── Excerpted text ──
The Peril of Alma Bridge Road

Brian Phan reports on thousands of dead California Newts (Taricha torosa) are counted every year by citizen scientists. Will the local government take action to stop the massacre? Illustrations by Kristen Burroughs and Connie Speer.

Illustration: Kristen Burroughs

On a cold January morning in central California, Merav Vonshak is bundled up in a neon yellow vest with a picture of a California newt and “Newt Patrol” written on the back. Vonshak takes out her phone, a sheet of laminated paper with columns of local animal footprints and along the side a ruler, and a small pocket knife. She’s ready to take a four-mile walk on one of the deadliest roads for animals in the world, here in the Santa Cruz mountains.

A few feet from her car on Alma Bridge Road, Vonshak scrapes a dried, flattened newt off the road. As she peels the newt off the pavement, it makes a sound like the unwrapping of a fresh Fruit Roll-Up. Vonshak throws the newt off the road so that it does not get recorded twice.

“It’s not glamorous work, and I don’t love dead things, but it has to be done,” said Vonshak, an ecologist who runs the citizen scientist group Newt Patrol. She has made it her life’s mission to document the devastation of newts along this stretch of road.

The Alma Bridge Road surrounds Lexington Reservoir, a 338 acre human-made reservoir on Highway 17 Santa Clara County. Visitors to the reservoir enjoy nature through hiking trails, fishing, and boating. But the road is deadly for newts.

Every year between November and May, newts migrate from the nearby forest to the reservoir to breed. To get to the reservoir, they must cross the twisting Alma Bridge Road. Citizen scientists have recorded up to 5,000 dead newts per year on the road for the last five years. This year, newt deaths hit a record high, with over 8,200 dead newts. All of this makes the road one of the most recorded lethal roads for amphibians anywhere in the world. Vonshak and many members of the public are urging government agencies that manage the road to make it safer for newts.

So far, local agencies have done little to protect the newts. One action that agencies have done in the past couple of years has been trying to inform the public of the crossing of the newts, through website information pages, informational signs at the reservoir to “CAUTION NEWT XING” signs at hotspots. But these actions have not helped in slowing down the massacre.

Photo: Brian Phan

Local officials of Santa Clara County said it would build tunnels and fences to corral the newts before the next winter season of 2022-23. But they have not explained where or when they will build these measures.

Without immediate action, scientists predict that local extinction could happen in 57 years and the local newt population will plummet to less than 1,000 individuals in ten years.

Watching a California newt creep across a trail between November and March in the mountains of California, an observer can’t help but stand still in wonder as you gaze into the little amphibian’s face. California newts have dark, grainy skin on their backs and a bright orange underbelly that warns predators that this animal is poisonous. The newt might glance up with an amphibian eyes before continuing on with one thing on its mind.
───
* **The problem**
Can you extend the article about newt deaths on Alma Bridge Road, picking up right after its last sentence?
── Data provided ──
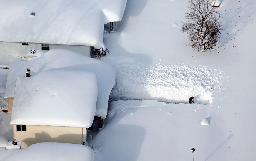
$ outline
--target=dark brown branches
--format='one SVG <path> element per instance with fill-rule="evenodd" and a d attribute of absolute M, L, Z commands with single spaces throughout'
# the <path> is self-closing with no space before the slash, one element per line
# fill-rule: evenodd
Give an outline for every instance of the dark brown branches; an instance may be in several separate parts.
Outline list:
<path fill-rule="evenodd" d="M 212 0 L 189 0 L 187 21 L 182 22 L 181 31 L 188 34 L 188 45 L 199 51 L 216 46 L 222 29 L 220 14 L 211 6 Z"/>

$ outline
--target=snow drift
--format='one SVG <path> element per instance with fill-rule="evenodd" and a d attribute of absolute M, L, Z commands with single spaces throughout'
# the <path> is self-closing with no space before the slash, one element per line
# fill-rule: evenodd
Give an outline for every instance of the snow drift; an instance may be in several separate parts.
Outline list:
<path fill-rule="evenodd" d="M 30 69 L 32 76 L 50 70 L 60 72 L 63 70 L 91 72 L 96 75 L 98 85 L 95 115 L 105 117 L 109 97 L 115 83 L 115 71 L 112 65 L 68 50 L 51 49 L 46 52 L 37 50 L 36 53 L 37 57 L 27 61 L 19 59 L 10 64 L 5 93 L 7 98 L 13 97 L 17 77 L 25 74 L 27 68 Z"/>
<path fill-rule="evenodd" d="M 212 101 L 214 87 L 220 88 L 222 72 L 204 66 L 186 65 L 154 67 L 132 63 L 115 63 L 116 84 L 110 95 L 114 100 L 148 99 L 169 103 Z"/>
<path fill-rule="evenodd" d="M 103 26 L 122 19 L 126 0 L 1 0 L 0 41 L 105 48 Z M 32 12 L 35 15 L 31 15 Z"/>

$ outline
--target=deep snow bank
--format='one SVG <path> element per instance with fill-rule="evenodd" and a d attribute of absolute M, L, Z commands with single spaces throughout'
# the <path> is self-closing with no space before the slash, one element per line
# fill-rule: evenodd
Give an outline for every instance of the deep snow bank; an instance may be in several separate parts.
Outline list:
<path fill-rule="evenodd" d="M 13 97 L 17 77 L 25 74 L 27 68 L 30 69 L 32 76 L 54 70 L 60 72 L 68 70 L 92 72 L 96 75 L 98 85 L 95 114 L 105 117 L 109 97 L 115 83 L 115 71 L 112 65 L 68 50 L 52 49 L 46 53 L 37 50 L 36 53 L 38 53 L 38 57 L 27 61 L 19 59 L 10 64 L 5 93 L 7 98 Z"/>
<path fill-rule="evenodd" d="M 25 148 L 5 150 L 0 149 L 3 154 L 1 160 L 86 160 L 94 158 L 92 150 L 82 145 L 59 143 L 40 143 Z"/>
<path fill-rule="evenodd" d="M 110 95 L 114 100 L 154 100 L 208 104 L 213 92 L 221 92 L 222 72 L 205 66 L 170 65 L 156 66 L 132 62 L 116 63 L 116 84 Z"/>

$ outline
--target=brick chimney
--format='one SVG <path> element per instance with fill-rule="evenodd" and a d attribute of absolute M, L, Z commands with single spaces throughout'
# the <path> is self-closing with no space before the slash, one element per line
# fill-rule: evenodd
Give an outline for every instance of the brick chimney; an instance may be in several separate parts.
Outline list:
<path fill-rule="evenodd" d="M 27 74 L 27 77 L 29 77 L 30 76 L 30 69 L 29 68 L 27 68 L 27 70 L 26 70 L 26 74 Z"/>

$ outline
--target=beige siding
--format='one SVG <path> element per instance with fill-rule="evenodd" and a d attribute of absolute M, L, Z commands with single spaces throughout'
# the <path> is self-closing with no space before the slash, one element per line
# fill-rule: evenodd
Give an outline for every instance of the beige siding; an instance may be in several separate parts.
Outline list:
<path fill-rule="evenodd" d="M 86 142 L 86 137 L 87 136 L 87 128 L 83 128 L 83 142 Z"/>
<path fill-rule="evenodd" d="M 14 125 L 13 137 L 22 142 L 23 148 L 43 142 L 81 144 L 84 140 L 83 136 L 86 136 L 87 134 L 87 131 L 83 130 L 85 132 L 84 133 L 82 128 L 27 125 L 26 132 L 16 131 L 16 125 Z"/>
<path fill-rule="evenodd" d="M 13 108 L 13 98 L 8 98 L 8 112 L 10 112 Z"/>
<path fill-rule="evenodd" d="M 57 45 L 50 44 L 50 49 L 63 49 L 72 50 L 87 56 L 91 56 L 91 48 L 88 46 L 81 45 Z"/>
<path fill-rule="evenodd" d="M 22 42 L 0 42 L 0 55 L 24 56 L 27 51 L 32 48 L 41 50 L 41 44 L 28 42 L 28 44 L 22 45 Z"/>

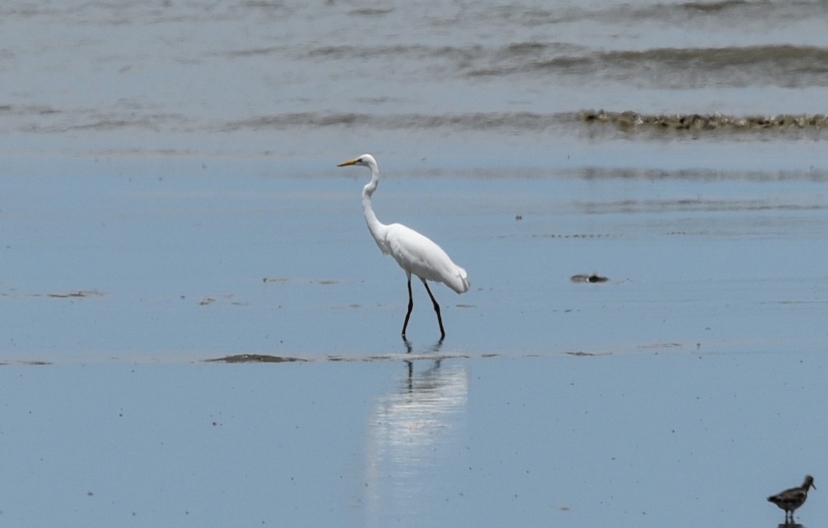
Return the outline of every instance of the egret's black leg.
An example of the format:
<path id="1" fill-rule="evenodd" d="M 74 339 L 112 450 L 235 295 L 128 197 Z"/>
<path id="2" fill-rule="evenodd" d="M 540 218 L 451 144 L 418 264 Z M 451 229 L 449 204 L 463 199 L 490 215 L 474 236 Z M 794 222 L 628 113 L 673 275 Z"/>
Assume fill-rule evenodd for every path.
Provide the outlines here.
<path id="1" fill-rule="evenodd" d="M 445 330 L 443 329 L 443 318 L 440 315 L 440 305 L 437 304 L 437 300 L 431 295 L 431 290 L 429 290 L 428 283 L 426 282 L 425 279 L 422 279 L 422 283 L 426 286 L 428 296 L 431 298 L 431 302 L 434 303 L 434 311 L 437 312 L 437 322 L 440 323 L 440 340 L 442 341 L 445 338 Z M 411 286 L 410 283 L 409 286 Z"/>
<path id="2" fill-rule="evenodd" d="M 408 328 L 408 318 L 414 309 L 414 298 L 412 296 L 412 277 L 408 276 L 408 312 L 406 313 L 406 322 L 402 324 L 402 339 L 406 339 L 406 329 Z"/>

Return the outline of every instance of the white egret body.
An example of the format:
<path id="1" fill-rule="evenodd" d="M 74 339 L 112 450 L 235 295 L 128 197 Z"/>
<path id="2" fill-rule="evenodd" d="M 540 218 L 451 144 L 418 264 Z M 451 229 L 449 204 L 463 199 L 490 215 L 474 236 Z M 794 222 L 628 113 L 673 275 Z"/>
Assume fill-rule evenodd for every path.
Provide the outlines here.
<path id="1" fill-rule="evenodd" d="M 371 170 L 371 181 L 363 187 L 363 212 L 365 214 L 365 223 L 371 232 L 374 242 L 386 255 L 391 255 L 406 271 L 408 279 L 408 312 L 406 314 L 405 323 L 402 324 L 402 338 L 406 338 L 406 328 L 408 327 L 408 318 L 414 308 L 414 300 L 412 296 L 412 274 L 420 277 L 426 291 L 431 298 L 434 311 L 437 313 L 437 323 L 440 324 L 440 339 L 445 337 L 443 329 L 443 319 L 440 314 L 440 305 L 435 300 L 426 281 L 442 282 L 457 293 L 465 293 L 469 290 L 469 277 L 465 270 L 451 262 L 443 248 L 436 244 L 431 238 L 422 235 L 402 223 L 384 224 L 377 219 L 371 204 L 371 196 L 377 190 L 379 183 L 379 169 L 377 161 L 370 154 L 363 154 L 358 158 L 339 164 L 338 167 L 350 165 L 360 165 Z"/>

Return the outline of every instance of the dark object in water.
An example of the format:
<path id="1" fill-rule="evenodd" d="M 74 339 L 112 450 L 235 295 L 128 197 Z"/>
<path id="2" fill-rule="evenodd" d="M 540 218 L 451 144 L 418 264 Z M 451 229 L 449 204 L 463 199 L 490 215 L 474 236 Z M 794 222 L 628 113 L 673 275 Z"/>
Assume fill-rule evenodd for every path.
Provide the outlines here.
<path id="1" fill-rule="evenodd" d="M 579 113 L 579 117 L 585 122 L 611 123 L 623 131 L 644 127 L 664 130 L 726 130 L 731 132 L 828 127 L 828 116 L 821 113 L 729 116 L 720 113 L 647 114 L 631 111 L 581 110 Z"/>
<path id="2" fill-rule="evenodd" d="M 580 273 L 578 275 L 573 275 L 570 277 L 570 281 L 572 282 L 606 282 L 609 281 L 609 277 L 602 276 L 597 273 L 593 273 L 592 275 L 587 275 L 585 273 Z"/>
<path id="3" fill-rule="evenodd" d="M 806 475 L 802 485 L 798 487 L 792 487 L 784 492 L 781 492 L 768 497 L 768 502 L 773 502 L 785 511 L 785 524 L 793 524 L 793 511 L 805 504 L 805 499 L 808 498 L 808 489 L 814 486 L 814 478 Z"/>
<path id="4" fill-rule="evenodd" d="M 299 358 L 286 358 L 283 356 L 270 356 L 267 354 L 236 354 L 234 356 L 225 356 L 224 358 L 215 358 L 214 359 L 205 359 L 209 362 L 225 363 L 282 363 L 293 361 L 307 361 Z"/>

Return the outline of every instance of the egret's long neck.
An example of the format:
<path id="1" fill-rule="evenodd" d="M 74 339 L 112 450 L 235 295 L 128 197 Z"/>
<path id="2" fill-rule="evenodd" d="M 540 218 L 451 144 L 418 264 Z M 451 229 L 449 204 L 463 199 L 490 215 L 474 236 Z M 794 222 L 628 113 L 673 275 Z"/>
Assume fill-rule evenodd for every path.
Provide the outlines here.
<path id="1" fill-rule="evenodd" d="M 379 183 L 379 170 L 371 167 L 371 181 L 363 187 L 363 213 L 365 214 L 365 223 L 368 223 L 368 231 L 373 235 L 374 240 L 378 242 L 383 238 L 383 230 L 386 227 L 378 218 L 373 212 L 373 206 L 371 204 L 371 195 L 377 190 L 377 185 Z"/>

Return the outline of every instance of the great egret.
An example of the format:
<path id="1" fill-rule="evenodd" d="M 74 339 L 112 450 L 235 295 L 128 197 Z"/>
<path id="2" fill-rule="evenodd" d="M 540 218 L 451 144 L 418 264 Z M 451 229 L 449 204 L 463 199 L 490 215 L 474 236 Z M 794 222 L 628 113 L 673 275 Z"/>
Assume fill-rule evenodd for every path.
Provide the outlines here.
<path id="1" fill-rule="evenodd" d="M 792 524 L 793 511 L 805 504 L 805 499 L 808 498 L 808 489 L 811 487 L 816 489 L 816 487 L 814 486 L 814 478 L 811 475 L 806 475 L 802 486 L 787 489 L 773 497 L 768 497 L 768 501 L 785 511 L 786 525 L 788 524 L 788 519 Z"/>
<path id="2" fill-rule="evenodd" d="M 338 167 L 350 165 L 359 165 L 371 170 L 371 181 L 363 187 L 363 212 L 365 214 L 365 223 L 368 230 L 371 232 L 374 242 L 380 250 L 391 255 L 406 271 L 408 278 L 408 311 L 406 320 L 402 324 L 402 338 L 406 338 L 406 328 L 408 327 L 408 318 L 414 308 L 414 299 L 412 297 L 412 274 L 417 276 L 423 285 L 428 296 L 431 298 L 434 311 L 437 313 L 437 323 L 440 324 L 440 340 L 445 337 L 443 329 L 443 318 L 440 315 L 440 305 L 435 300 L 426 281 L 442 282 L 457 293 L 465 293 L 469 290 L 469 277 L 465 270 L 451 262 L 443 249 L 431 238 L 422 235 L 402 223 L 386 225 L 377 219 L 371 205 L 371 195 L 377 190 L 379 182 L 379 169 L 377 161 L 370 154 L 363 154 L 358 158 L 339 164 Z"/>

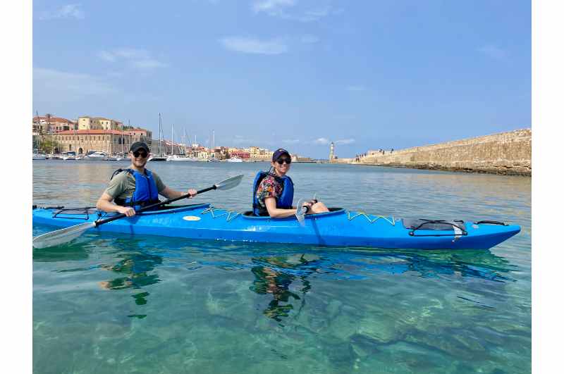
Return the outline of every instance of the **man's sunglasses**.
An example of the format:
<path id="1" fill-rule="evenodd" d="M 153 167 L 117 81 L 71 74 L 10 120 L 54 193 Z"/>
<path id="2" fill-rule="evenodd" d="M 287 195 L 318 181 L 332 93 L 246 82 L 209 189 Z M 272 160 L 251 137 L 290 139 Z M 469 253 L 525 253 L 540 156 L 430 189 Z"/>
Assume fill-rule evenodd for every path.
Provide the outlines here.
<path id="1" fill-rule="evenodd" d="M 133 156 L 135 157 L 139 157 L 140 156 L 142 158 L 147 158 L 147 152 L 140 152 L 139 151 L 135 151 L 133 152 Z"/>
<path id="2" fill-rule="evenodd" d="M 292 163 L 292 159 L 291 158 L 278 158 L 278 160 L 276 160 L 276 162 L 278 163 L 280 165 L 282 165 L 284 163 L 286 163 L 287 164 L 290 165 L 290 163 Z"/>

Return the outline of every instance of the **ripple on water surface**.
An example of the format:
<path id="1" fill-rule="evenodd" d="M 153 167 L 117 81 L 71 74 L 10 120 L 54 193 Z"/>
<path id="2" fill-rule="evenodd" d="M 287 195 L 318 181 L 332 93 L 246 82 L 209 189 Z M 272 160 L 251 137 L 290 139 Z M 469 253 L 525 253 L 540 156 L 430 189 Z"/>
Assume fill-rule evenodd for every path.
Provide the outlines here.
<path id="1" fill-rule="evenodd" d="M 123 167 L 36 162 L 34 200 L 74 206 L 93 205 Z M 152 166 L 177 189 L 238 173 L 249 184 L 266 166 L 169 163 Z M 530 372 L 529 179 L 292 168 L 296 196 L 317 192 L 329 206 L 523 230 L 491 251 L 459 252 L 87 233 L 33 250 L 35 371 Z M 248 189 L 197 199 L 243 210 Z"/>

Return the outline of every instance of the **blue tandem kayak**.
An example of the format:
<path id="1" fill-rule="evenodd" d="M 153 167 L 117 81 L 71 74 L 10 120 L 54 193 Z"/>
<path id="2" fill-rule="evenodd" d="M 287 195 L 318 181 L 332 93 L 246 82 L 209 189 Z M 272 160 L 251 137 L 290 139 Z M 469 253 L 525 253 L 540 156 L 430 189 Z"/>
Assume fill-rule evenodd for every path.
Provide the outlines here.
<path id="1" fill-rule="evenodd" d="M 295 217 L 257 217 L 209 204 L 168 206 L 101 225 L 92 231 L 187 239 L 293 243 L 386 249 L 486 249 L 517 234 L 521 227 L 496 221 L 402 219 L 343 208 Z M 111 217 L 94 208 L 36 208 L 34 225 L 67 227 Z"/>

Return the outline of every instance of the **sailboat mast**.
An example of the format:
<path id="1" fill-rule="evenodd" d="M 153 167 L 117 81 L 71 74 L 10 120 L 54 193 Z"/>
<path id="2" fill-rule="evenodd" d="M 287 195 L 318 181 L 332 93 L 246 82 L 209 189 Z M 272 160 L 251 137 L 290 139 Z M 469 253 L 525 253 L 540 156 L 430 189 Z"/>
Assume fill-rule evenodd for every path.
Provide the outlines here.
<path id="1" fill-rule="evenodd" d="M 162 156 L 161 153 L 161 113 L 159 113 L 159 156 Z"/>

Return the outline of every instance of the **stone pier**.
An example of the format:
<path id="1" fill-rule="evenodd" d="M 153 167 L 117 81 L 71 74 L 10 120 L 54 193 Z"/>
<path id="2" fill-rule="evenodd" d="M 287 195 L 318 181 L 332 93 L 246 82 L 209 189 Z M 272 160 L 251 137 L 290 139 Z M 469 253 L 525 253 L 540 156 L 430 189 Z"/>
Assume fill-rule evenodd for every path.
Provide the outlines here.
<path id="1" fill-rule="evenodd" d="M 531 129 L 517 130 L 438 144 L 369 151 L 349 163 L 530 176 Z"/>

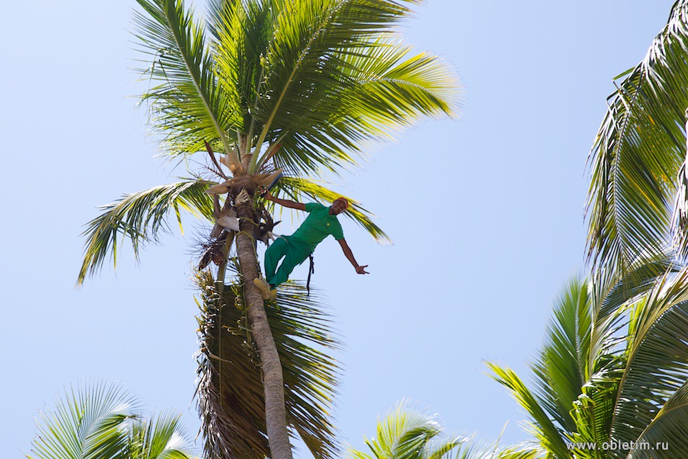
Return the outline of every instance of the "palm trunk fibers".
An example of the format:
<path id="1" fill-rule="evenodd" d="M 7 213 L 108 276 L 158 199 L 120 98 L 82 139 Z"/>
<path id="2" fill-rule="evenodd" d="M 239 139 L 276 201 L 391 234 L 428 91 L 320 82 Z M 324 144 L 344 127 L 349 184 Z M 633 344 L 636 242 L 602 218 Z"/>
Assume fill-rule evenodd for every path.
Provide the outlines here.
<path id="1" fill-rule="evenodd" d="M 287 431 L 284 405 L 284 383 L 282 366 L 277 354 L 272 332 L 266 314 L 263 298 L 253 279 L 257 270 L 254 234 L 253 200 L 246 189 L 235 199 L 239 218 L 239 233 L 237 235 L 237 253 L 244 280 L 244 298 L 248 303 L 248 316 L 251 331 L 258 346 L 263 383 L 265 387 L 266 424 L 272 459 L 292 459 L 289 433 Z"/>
───
* **Answer to the exercise**
California newts breed in slow flowing streams and ponds. During the warmer months, newts live in burrows that were made by badgers, ground squirrels, and other digging animals to find enough moisture deep underground. When the rain comes, these newts come out of the ground like zombies from a stasis that has kept them solitary and separated from each other. In pursuit of breeding, they embark on a treacherous journey downhill across roads to mate.

This is where the danger starts and not just in Santa Clara County. In the Bay Area, like Petaluma, California newts are crossing roads and are being killed there as they cross the road for love. When heavy rain pours, volunteers from Chileno Valley Newt Brigade emerge from their homes to assist the newts by carrying them across Chileno Valley Road, another deadly road.

A newt’s life

Have you ever seen a ball of newts rolling down the stream by the dozens? I haven’t but researchers have counted up to 50 newts all huddled together rolling down stream and in the center of it all, a female surrounded by males. This is the newt ball.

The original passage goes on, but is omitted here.